- _What this task involves_: Print the material below line for line, with no changes, and omit the pictures.

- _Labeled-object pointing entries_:
## start

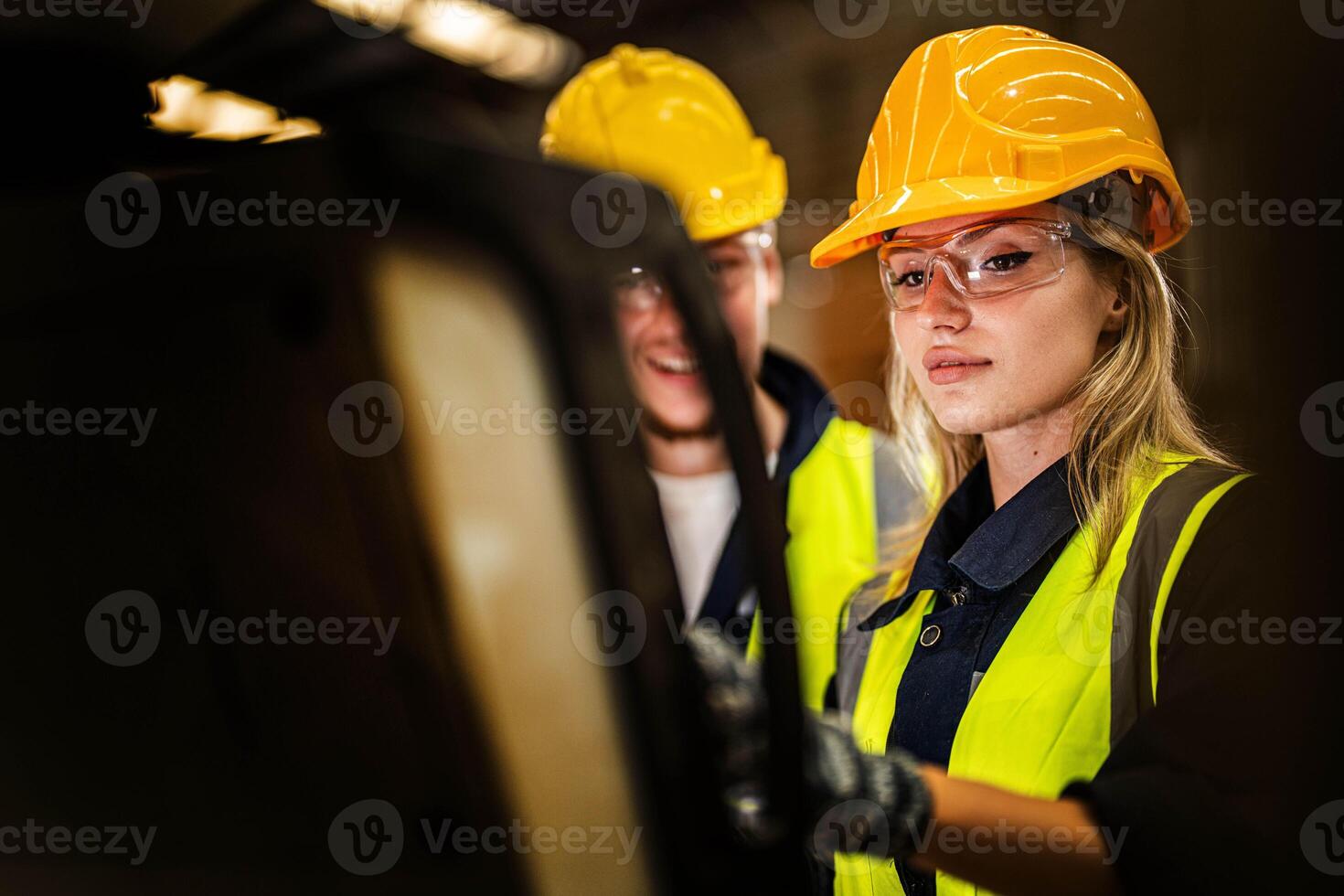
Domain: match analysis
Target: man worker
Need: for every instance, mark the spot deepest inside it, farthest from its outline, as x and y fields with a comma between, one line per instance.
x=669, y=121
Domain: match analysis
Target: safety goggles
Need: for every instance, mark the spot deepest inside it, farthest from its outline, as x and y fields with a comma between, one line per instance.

## end

- _Correct result_:
Domain: match analysis
Target: man worker
Need: for every instance, mark the spot deepest inside it, farthest from its outline, as x and y fields with a comma between, one line per instance.
x=669, y=121
Domain: match analysis
Target: safety goggles
Need: for every instance, mark the spot deepest inside it, farthest from its outline, as x and y fields with a comma between, one line per instance.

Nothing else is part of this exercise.